» Records
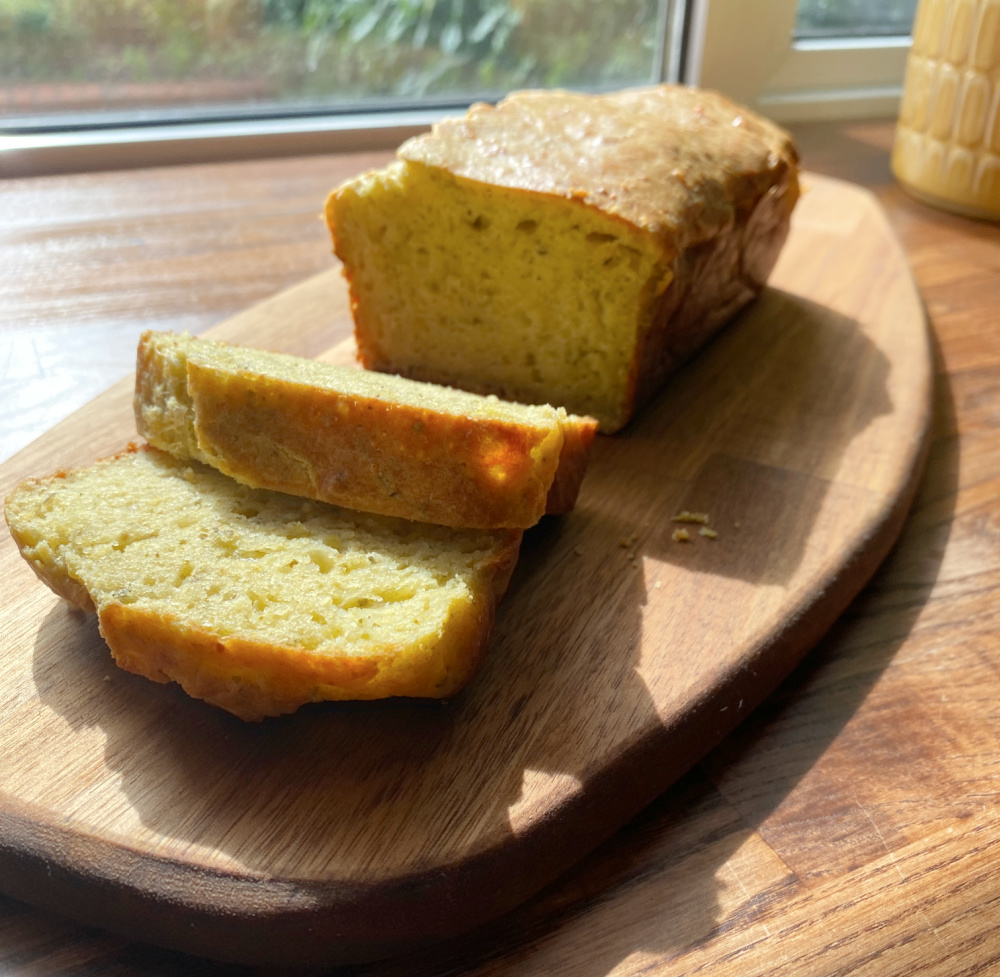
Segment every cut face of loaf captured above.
[5,448,521,720]
[135,333,597,528]
[327,86,798,431]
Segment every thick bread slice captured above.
[326,85,798,432]
[135,332,597,529]
[5,447,521,720]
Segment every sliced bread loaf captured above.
[5,447,521,720]
[326,85,798,431]
[135,333,597,528]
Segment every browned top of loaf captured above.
[399,85,797,251]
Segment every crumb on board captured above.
[671,509,708,526]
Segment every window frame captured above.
[0,0,910,178]
[686,0,911,123]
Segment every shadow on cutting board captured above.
[34,290,908,977]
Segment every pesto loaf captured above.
[135,332,596,529]
[5,446,521,720]
[326,85,798,431]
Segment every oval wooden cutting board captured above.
[0,177,932,964]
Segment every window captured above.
[0,0,913,175]
[0,0,685,172]
[695,0,915,122]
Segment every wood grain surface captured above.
[0,127,1000,975]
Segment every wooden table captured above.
[0,123,1000,977]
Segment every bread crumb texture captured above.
[5,448,521,720]
[135,332,597,529]
[328,160,671,425]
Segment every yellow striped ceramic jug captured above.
[892,0,1000,220]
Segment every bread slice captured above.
[135,333,597,528]
[5,447,521,720]
[326,85,798,431]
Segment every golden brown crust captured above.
[327,85,798,433]
[98,580,497,722]
[136,333,595,529]
[398,85,797,254]
[545,418,597,516]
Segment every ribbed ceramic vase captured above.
[892,0,1000,220]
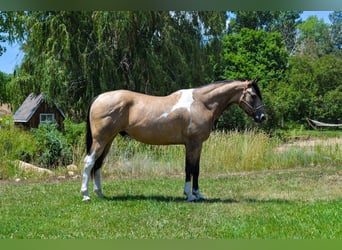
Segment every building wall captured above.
[16,102,64,130]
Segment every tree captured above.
[296,16,333,58]
[11,11,225,119]
[0,11,24,56]
[329,11,342,49]
[217,28,288,128]
[229,11,302,53]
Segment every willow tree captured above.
[8,11,225,119]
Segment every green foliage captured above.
[219,28,288,129]
[0,11,342,130]
[0,117,38,180]
[297,16,333,57]
[33,124,73,168]
[63,119,86,146]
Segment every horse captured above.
[81,80,266,201]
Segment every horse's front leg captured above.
[94,168,104,198]
[184,143,204,201]
[81,152,95,201]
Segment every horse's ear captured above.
[248,78,259,87]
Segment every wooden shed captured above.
[13,93,65,130]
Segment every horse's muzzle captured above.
[254,112,266,123]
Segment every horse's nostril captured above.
[260,114,266,121]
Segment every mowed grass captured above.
[0,166,342,239]
[0,131,342,239]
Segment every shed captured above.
[13,93,65,130]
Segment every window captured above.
[39,113,55,123]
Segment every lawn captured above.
[0,166,342,239]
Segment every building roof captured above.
[13,93,65,123]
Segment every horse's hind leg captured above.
[94,142,112,198]
[81,151,96,201]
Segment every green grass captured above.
[0,130,342,239]
[0,166,342,239]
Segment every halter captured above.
[239,81,264,115]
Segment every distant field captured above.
[0,131,342,239]
[0,166,342,239]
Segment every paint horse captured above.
[81,80,266,201]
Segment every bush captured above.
[32,124,73,168]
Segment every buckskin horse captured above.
[81,80,266,201]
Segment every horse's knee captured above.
[84,152,95,174]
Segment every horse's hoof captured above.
[94,190,105,198]
[82,196,90,201]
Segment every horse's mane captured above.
[198,79,262,100]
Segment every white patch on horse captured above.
[158,89,194,119]
[81,151,95,201]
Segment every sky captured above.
[0,11,330,74]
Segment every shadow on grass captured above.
[104,195,293,204]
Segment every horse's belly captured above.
[126,120,186,145]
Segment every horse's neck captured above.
[198,81,246,118]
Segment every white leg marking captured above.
[81,152,95,201]
[184,181,196,201]
[94,169,104,198]
[192,189,204,200]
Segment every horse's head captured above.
[239,80,266,122]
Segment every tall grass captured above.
[0,118,342,179]
[99,131,342,177]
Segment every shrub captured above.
[32,124,73,168]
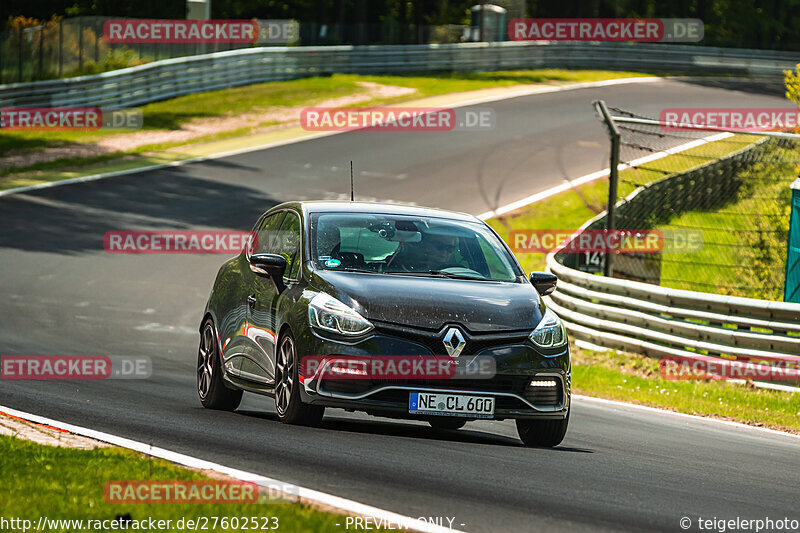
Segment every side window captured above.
[255,211,286,254]
[274,213,301,279]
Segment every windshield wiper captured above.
[387,270,484,281]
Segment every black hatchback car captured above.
[202,202,570,446]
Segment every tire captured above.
[197,319,242,411]
[517,413,569,448]
[428,417,467,430]
[275,330,325,426]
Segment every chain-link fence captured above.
[577,102,800,300]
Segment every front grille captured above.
[320,379,372,394]
[376,323,530,356]
[523,379,564,407]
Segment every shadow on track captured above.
[231,410,594,453]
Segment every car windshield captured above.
[311,213,518,281]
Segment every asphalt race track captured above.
[0,77,800,531]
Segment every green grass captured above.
[0,435,356,533]
[572,348,800,432]
[0,69,646,176]
[487,135,755,275]
[487,136,800,432]
[656,141,798,301]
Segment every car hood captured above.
[311,270,544,332]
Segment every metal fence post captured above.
[58,19,64,78]
[17,26,22,83]
[783,177,800,303]
[594,100,620,277]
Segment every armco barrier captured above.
[547,140,800,387]
[0,42,800,107]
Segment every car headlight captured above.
[529,309,567,348]
[308,292,373,336]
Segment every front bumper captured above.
[301,320,570,420]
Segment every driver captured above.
[422,235,458,270]
[387,233,458,272]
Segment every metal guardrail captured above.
[547,133,800,386]
[0,42,800,107]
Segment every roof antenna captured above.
[350,160,356,202]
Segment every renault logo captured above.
[444,328,467,358]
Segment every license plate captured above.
[408,392,494,418]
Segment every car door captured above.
[237,211,286,385]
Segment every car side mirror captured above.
[250,254,286,293]
[530,272,558,296]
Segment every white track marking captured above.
[0,406,462,533]
[0,77,663,196]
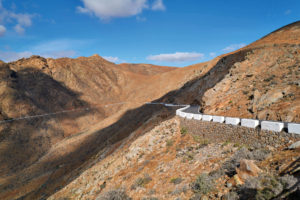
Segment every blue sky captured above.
[0,0,300,66]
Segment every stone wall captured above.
[179,117,300,147]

» Exercise instructions
Convert all of the rows above into a numbered list with no blank lines, and leave the pictures out.

» Exercise result
1. Segment every cut face of loaf captured above.
2. [5,448,521,720]
3. [135,333,597,528]
4. [327,86,798,431]
5. Segment every thick bread slice captured above.
6. [326,85,798,432]
7. [135,332,597,529]
8. [5,447,521,720]
9. Segment every sliced bread loaf captured above.
10. [5,447,521,720]
11. [326,85,798,431]
12. [135,333,597,528]
13. Segment every browned top of loaf captured above.
14. [399,85,797,251]
15. Segment every crumb on board captured above.
16. [671,509,708,526]
17. Segment every window frame captured above.
18. [0,0,910,178]
19. [686,0,911,123]
20. Segment every shadow on cutting board captured above.
21. [34,290,908,977]
22. Segment every pesto loaf captured above.
23. [135,332,596,529]
24. [5,446,521,720]
25. [326,85,798,431]
26. Segment every oval wooden cutting board captured above.
27. [0,177,932,964]
28. Segment every window captured above.
29. [0,0,913,175]
30. [0,0,685,172]
31. [695,0,915,122]
32. Segment every wood grain surface captured above.
33. [0,127,1000,975]
34. Segment every wooden table captured above.
35. [0,123,1000,977]
36. Segment every bread crumb texture captured above.
37. [5,448,521,720]
38. [135,332,597,529]
39. [328,160,671,425]
40. Segment every yellow striped ceramic jug captured above.
41. [892,0,1000,220]
42. Segment every bread slice captured above.
43. [135,333,597,528]
44. [5,447,521,720]
45. [326,85,798,431]
46. Segment every golden brown crust captured above.
47. [327,85,798,433]
48. [98,580,497,722]
49. [136,333,595,529]
50. [398,85,797,254]
51. [545,418,597,516]
52. Segment every ribbed ceramic vase captured above.
53. [892,0,1000,220]
54. Segment every building wall captured above.
55. [16,102,64,130]
56. Segment every tree captured above.
57. [296,16,333,58]
58. [11,11,225,119]
59. [0,11,24,56]
60. [329,11,342,49]
61. [217,28,288,128]
62. [229,11,302,53]
63. Segment every willow tree captured above.
64. [8,11,225,119]
65. Segment every green foliage captured above.
66. [219,28,288,129]
67. [0,11,342,130]
68. [0,117,38,180]
69. [297,16,333,57]
70. [33,124,73,168]
71. [63,119,86,146]
72. Segment every horse captured above.
73. [81,80,266,201]
74. Segment every horse's front leg captured above.
75. [94,168,104,198]
76. [184,143,204,201]
77. [81,152,95,201]
78. Segment every horse's ear captured above.
79. [248,78,259,87]
80. Segment every wooden shed captured above.
81. [13,93,65,130]
82. Segment every horse's muzzle captured above.
83. [254,112,266,123]
84. Segment every horse's nostril captured above.
85. [260,114,266,121]
86. Segment every mowed grass captured above.
87. [0,166,342,239]
88. [0,131,342,239]
89. Segment every shed captured above.
90. [13,93,65,130]
91. Segment every window captured above.
92. [39,113,55,123]
93. Segment every lawn captured above.
94. [0,166,342,239]
95. Segment every building roof captured above.
96. [13,93,65,123]
97. Segment every horse's hind leg captured above.
98. [94,142,112,198]
99. [81,151,96,201]
100. Segment every green grass captured above.
101. [0,130,342,239]
102. [0,166,342,239]
103. Segment every halter captured above.
104. [239,81,264,115]
105. Segment every distant field captured above.
106. [0,131,342,239]
107. [0,166,342,239]
108. Segment every paint horse captured above.
109. [81,80,266,201]
110. Segment every bush captured above.
111. [32,124,73,168]
112. Segment every buckskin horse captured above.
113. [81,80,266,201]
114. Segment every horse's knee captured above.
115. [84,152,95,174]
116. Segment every horse's hoof captured above.
117. [94,190,105,198]
118. [82,196,90,201]
119. Segment every horse's mane captured above.
120. [198,79,262,100]
121. Segment every white patch on horse captured above.
122. [158,89,194,119]
123. [81,151,95,201]
124. Segment every sky captured above.
125. [0,11,330,74]
126. Segment every shadow on grass captured above.
127. [104,195,293,204]
128. Segment every horse's belly captured above.
129. [126,120,186,145]
130. Segment every horse's neck captured above.
131. [198,81,246,118]
132. Segment every white leg marking captured above.
133. [81,152,95,201]
134. [184,181,196,201]
135. [94,169,104,198]
136. [192,189,204,200]
137. Segment every horse's head captured above.
138. [239,80,266,122]
139. Segment every tall grass captured above.
140. [0,118,342,179]
141. [99,131,342,177]
142. Segment every shrub captured above.
143. [32,124,73,168]
144. Segment every side window captured above.
145. [255,211,286,254]
146. [274,213,301,279]
147. Segment every windshield wiper captured above.
148. [387,270,484,281]
149. Segment every black hatchback car captured above.
150. [202,202,570,446]
151. Segment every tire captured above.
152. [197,319,242,411]
153. [517,413,569,448]
154. [428,417,467,430]
155. [275,330,325,426]
156. Segment every chain-link fence captured above.
157. [577,102,800,300]
158. Segment every front grille captured above.
159. [320,379,372,394]
160. [376,323,530,356]
161. [523,379,564,407]
162. Segment every shadow on track captured above.
163. [231,410,594,453]
164. Segment every car windshield captured above.
165. [311,213,518,281]
166. Segment every asphalt race track captured above.
167. [0,77,800,531]
168. Segment every green grass captured above.
169. [0,435,356,533]
170. [572,348,800,432]
171. [0,69,646,176]
172. [487,135,755,275]
173. [487,136,800,432]
174. [656,141,798,301]
175. Segment every car hood captured above.
176. [311,270,544,332]
177. Segment every metal fence post captured above.
178. [58,19,64,78]
179. [17,26,22,83]
180. [783,177,800,303]
181. [594,100,620,277]
182. Segment every armco barrier captured above.
183. [547,140,800,387]
184. [0,42,800,107]
185. Segment every car headlight captured above.
186. [529,309,567,348]
187. [308,292,373,336]
188. Segment every front bumper captured above.
189. [301,320,570,420]
190. Segment every driver captured above.
191. [422,235,458,270]
192. [387,233,458,272]
193. Segment every metal guardrail captured above.
194. [547,133,800,386]
195. [0,42,800,107]
196. Segment every roof antenna captured above.
197. [350,160,356,202]
198. Segment every renault logo captured above.
199. [444,328,467,358]
200. Segment every license plate captured above.
201. [408,392,494,418]
202. Segment every car door captured above.
203. [237,211,286,385]
204. Segment every car side mirror captured above.
205. [250,254,286,293]
206. [530,272,558,296]
207. Segment every white track marking captured above.
208. [0,406,462,533]
209. [0,77,663,196]
210. Segment every blue sky captured above.
211. [0,0,300,66]
212. Segment every stone wall captured above.
213. [179,117,300,147]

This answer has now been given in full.